→ **Exercise**
Lay out every one of the records below as a Markdown table with two columns, No. and Entry: the row number goes under No. and the line goes under Entry. Leave out blank lines.

→ **Stored rows**
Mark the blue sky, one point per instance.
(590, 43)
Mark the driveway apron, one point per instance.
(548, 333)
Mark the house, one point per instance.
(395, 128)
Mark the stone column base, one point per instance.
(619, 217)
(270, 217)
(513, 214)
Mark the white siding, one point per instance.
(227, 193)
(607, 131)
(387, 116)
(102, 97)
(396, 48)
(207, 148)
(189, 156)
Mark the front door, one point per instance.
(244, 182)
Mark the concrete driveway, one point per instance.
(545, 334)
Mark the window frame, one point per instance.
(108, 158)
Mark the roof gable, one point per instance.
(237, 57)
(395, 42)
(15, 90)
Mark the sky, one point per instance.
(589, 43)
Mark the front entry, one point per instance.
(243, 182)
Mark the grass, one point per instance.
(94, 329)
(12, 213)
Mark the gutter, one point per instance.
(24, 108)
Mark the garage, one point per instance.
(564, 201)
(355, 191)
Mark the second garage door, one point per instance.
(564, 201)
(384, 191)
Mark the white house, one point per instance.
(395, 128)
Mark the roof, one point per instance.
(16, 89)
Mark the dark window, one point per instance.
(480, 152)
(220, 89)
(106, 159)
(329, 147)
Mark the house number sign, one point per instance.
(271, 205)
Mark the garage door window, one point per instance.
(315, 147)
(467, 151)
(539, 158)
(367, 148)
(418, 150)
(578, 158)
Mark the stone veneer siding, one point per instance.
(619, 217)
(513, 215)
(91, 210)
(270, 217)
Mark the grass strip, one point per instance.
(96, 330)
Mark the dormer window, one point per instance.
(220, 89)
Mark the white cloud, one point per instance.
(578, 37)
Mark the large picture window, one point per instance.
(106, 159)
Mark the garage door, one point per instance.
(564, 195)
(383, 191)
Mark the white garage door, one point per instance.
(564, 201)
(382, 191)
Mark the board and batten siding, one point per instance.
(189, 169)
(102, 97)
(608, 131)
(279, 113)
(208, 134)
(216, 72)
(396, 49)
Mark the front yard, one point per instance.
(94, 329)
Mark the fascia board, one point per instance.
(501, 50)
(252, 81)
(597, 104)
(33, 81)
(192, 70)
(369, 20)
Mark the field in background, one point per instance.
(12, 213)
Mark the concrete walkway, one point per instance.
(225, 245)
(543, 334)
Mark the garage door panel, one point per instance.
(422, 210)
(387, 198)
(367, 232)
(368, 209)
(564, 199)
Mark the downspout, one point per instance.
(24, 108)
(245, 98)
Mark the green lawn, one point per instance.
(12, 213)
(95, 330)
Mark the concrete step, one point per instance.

→ **Written reply**
| No. | Entry |
|---|---|
| 1 | Mark the blue sky, one point per instance. |
| 2 | (590, 43) |
| 3 | Mark the driveway apron, one point per instance. |
| 4 | (548, 333) |
| 5 | Mark the house, one point per instance. |
| 6 | (395, 128) |
| 7 | Mark the stone column base, one point per instance. |
| 8 | (619, 217) |
| 9 | (270, 217) |
| 10 | (513, 214) |
| 11 | Mark the white siding, one point per instance. |
| 12 | (227, 193) |
| 13 | (607, 131) |
| 14 | (387, 116) |
| 15 | (102, 97) |
| 16 | (396, 48) |
| 17 | (207, 148) |
| 18 | (189, 156) |
| 19 | Mark the front door, one point per instance. |
| 20 | (244, 182) |
| 21 | Mark the concrete driveway, one point per instance. |
| 22 | (545, 334) |
| 23 | Mark the window frame, one point per instance. |
| 24 | (108, 158) |
| 25 | Mark the roof gable, one point per instance. |
| 26 | (237, 57) |
| 27 | (395, 42) |
| 28 | (15, 90) |
| 29 | Mark the sky, one point per instance. |
| 30 | (589, 43) |
| 31 | Mark the front entry, one point per instance. |
| 32 | (243, 182) |
| 33 | Mark the grass, one point per instance. |
| 34 | (94, 329) |
| 35 | (12, 213) |
| 36 | Mark the gutter, one point per instance. |
| 37 | (24, 108) |
| 38 | Mark the garage, one point per instance. |
| 39 | (564, 201) |
| 40 | (355, 191) |
| 41 | Mark the second garage door, one point per instance. |
| 42 | (564, 201) |
| 43 | (384, 191) |
| 44 | Mark the white house, one point per instance. |
| 45 | (395, 128) |
| 46 | Mark the roof, one point per instance. |
| 47 | (16, 89) |
| 48 | Mark the dark window, one point per instance. |
| 49 | (480, 152) |
| 50 | (220, 89) |
| 51 | (106, 159) |
| 52 | (329, 147) |
| 53 | Mark the house number sign, one point per instance. |
| 54 | (271, 205) |
| 55 | Mark the garage door window, one point per instance. |
| 56 | (315, 147) |
| 57 | (467, 151) |
| 58 | (539, 158) |
| 59 | (367, 148) |
| 60 | (418, 150) |
| 61 | (578, 158) |
| 62 | Mark the stone veneer siding, one point per instance. |
| 63 | (619, 217) |
| 64 | (513, 215) |
| 65 | (91, 210) |
| 66 | (270, 217) |
| 67 | Mark the grass strip, one point per instance. |
| 68 | (96, 330) |
| 69 | Mark the dormer window, one point per instance. |
| 70 | (220, 89) |
| 71 | Mark the white cloud, one point per instance. |
| 72 | (578, 37) |
| 73 | Mark the large picture window, one point per instance. |
| 74 | (106, 159) |
| 75 | Mark the garage door, one point per instance. |
| 76 | (564, 195) |
| 77 | (383, 191) |
| 78 | Mark the white garage door, one point per instance. |
| 79 | (564, 201) |
| 80 | (382, 191) |
| 81 | Mark the board and batten siding, one point per instance. |
| 82 | (189, 169) |
| 83 | (102, 97) |
| 84 | (608, 131) |
| 85 | (279, 113) |
| 86 | (208, 134) |
| 87 | (216, 72) |
| 88 | (396, 49) |
| 89 | Mark the front yard, one point per instance. |
| 90 | (94, 329) |
| 91 | Mark the fascia board, one point per instance. |
| 92 | (501, 50) |
| 93 | (252, 81) |
| 94 | (597, 104) |
| 95 | (33, 81) |
| 96 | (192, 70) |
| 97 | (369, 20) |
| 98 | Mark the field in background, one point per instance. |
| 99 | (12, 213) |
| 100 | Mark the concrete walkway, one point per instance. |
| 101 | (225, 245) |
| 102 | (543, 334) |
| 103 | Mark the garage door panel, one point per instance. |
| 104 | (422, 210) |
| 105 | (387, 198) |
| 106 | (367, 232) |
| 107 | (368, 209) |
| 108 | (564, 199) |
| 109 | Mark the downspout, one point per instance. |
| 110 | (24, 108) |
| 111 | (245, 98) |
| 112 | Mark the green lawn, one point per instance. |
| 113 | (12, 213) |
| 114 | (95, 330) |
| 115 | Mark the concrete step, one point per instance. |